Objective: Can you copy the lines from the one that contains "of the rock" through the end of the material below, exactly and with nothing else?

Available records:
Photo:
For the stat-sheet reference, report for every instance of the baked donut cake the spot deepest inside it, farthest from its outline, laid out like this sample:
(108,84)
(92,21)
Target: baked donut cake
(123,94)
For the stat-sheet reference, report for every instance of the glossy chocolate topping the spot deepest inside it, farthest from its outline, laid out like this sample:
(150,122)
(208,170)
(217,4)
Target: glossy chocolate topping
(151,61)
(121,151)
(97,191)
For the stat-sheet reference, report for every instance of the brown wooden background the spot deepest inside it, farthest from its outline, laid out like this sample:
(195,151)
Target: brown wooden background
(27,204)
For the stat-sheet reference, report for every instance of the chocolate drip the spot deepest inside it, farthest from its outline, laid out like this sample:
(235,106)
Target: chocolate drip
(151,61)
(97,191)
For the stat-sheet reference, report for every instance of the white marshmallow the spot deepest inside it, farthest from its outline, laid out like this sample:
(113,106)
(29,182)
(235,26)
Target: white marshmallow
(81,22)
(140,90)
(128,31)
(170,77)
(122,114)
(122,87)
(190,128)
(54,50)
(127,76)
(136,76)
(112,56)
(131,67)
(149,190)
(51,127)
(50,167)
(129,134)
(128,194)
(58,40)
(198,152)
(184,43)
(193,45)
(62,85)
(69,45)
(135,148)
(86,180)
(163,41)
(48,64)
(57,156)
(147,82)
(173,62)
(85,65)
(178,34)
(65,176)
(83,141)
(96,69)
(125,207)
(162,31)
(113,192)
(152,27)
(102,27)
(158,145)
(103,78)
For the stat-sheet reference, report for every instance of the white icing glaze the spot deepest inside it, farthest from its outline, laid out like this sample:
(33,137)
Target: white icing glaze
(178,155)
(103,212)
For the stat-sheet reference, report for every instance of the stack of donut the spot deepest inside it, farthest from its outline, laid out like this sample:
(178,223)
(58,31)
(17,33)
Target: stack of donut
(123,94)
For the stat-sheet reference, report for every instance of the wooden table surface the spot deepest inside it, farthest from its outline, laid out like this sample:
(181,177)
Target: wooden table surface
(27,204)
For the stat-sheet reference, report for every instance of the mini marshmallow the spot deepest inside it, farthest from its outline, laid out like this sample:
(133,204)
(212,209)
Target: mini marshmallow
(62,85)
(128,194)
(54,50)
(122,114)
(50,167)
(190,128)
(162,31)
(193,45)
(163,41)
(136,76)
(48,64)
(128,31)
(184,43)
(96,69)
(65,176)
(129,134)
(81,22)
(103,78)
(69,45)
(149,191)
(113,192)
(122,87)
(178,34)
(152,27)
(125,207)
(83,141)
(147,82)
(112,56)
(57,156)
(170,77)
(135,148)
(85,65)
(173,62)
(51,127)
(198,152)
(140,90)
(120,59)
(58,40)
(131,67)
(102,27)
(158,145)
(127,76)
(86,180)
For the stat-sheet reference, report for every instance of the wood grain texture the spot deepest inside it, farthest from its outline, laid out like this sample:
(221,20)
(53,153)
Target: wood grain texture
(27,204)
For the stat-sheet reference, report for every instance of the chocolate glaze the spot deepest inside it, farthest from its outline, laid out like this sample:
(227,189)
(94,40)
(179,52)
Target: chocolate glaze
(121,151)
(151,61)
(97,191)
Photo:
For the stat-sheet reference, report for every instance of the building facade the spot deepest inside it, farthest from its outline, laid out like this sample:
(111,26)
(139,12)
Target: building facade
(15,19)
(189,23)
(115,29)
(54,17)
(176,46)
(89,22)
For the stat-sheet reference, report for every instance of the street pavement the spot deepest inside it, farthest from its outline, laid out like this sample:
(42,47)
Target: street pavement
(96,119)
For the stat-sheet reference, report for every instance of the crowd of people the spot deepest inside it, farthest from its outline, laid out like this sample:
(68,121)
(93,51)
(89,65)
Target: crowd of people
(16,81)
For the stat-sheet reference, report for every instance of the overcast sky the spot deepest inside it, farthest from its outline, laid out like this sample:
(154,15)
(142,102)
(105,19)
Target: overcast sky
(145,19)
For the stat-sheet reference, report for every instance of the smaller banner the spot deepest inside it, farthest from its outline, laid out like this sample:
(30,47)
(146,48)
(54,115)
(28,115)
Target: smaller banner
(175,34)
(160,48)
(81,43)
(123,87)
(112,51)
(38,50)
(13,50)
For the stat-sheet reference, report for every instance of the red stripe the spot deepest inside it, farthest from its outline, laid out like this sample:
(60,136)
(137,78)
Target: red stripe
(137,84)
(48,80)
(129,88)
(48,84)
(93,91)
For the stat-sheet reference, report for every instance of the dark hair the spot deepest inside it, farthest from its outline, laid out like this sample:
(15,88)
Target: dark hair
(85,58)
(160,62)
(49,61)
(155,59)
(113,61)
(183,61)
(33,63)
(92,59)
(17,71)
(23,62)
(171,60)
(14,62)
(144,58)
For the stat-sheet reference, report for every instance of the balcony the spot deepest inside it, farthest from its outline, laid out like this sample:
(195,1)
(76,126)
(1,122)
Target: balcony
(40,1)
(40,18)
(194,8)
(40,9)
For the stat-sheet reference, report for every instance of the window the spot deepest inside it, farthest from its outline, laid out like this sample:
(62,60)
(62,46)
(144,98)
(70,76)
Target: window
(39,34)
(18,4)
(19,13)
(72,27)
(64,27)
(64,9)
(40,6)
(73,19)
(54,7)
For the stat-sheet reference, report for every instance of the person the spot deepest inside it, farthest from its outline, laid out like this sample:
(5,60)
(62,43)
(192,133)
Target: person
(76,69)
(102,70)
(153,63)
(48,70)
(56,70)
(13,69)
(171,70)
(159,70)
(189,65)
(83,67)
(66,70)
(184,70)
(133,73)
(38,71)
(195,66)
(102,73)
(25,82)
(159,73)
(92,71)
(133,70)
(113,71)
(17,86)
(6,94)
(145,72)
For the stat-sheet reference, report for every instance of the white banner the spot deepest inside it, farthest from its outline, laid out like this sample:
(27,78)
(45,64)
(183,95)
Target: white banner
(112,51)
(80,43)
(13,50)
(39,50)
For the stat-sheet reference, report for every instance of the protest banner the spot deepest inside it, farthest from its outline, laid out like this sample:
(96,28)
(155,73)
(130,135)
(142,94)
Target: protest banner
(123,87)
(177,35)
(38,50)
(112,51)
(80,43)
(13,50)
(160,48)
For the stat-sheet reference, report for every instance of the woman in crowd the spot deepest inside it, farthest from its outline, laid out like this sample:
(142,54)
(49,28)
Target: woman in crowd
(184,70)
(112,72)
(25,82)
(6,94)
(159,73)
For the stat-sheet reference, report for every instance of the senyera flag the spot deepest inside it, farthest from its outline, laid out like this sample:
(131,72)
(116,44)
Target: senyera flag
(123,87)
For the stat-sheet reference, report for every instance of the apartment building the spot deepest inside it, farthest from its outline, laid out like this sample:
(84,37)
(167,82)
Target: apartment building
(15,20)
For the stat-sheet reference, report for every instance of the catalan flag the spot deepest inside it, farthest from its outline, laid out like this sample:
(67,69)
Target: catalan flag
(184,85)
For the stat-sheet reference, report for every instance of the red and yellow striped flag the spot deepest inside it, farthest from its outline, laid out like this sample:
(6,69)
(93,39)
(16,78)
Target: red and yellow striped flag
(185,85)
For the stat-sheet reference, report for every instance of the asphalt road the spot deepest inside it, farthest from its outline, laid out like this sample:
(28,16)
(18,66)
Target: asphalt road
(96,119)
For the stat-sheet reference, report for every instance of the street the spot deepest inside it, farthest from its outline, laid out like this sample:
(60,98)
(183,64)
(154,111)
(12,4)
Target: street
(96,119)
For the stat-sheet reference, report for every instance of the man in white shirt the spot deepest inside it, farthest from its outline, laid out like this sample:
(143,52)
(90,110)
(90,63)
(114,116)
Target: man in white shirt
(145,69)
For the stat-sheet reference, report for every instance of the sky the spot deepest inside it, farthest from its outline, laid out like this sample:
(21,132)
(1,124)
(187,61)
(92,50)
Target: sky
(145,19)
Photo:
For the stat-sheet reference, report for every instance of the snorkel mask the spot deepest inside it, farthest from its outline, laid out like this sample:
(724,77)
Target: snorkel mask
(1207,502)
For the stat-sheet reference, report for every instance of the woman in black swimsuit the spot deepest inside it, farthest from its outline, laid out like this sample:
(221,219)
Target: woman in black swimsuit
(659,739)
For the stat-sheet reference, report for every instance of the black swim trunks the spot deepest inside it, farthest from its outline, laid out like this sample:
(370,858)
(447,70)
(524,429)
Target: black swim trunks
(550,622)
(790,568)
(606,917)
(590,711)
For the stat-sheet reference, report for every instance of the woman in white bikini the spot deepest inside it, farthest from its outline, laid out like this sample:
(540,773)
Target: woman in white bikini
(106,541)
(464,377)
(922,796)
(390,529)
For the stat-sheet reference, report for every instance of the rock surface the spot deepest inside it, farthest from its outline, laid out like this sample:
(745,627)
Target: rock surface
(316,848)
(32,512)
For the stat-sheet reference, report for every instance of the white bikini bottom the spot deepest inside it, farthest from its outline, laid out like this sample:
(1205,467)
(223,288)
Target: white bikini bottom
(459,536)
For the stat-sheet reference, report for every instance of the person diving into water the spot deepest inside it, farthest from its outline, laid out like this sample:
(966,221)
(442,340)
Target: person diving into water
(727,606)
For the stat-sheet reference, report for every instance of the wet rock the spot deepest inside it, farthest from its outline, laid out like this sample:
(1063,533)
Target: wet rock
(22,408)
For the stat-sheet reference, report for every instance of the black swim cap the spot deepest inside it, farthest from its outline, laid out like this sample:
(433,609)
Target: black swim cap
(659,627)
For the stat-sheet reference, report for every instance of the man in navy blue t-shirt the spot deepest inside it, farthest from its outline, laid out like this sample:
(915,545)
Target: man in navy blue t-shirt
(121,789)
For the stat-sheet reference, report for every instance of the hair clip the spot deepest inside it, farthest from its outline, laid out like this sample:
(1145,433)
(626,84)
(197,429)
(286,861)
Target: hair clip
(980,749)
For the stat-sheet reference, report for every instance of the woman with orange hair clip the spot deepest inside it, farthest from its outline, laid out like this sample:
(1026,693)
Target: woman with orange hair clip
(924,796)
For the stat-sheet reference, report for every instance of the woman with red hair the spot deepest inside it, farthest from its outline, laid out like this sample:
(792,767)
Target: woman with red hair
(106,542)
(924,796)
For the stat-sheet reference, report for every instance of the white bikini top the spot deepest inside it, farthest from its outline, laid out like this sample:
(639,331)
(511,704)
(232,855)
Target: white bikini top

Task answer:
For the stat-sheet reference, report for every instance of the rock surface the spot deepest inside it, farthest from its outline, laid out like this sample:
(745,627)
Target: rock surface
(316,848)
(32,512)
For the stat-sheet reference, report for every instance of the white bikini bottom the spot deepest inside it, farthest from its outline, laid out like this sample:
(1205,467)
(223,288)
Target: white bikini bottom
(459,536)
For the stat-sheet reference, report for every instance of the person diving into water the spot deepest inside it, farthest from its outline, laid out like this sample:
(966,221)
(442,340)
Target: person diving into water
(727,606)
For the stat-sheet reference, report for every instance of the wet rock the spot deepest inside it, farthest from its outline, laid out like this sample:
(1063,533)
Target: wet rock
(22,408)
For the stat-sheet reference, report for every instance of the black swim cap the spot deepest inside it, farthest from its outline, laid out like this sample:
(433,609)
Target: black swim cap
(659,627)
For the stat-sheet reference, report for every instance of the man in navy blue t-shirt the spot deepest inside it, farthest from its outline, laid out like this sample:
(915,545)
Target: man in navy blue t-shirt
(121,789)
For the stat-sheet reference, report for every instance of the hair clip the spot deepest inside it, farthest from its outline, laid out like this sample:
(1145,433)
(626,84)
(197,429)
(286,861)
Target: hair clip
(980,749)
For the stat-sheet reference, report for every instance of the woman with orange hair clip the spot deepest inside it, farthest from its outline, laid out like this sample:
(1026,693)
Target: woman with orange hair clip
(924,796)
For the stat-sheet reference, report for every instance of the woman with red hair the spot deepest inside it, farthest from its outline, laid out like this sample:
(792,767)
Target: woman with red hair
(106,542)
(924,796)
For the stat-sheet reference, report for every instance of the white bikini top the spot deepest inside it, farthest from its outline, laid out like this sample:
(639,331)
(511,704)
(232,855)
Target: white bikini top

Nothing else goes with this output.